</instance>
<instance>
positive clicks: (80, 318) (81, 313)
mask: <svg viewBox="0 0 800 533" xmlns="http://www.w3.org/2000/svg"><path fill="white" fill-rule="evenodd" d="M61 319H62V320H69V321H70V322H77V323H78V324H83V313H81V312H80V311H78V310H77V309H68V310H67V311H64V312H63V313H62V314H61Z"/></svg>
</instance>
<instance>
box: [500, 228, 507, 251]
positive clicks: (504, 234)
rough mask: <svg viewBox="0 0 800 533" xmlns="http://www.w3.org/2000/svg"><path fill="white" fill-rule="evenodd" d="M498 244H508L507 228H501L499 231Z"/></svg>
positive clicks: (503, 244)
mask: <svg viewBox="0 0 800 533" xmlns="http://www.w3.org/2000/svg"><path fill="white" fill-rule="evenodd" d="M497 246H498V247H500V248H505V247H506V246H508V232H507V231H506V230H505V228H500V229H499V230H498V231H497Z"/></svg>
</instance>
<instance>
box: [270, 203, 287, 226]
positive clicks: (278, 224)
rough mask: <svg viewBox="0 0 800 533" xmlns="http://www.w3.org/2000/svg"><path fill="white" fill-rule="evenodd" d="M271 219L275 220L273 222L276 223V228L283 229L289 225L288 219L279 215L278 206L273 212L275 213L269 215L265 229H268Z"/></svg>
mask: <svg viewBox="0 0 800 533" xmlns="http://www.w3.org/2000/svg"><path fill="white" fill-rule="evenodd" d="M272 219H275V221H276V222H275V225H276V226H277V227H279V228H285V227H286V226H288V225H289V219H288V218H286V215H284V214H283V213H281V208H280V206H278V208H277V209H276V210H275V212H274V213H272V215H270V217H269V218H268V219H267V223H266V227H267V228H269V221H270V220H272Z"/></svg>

Problem ::
Everything from the first line of the entries above through the line with "box: [500, 228, 507, 251]" is to be reproduced exactly, and nothing else.

Response for this exercise ::
</instance>
<instance>
positive clicks: (80, 318) (81, 313)
mask: <svg viewBox="0 0 800 533" xmlns="http://www.w3.org/2000/svg"><path fill="white" fill-rule="evenodd" d="M61 319H62V320H69V321H70V322H77V323H78V324H83V313H81V312H80V311H78V310H77V309H68V310H67V311H64V312H63V313H62V314H61Z"/></svg>
</instance>
<instance>
box: [500, 228, 507, 251]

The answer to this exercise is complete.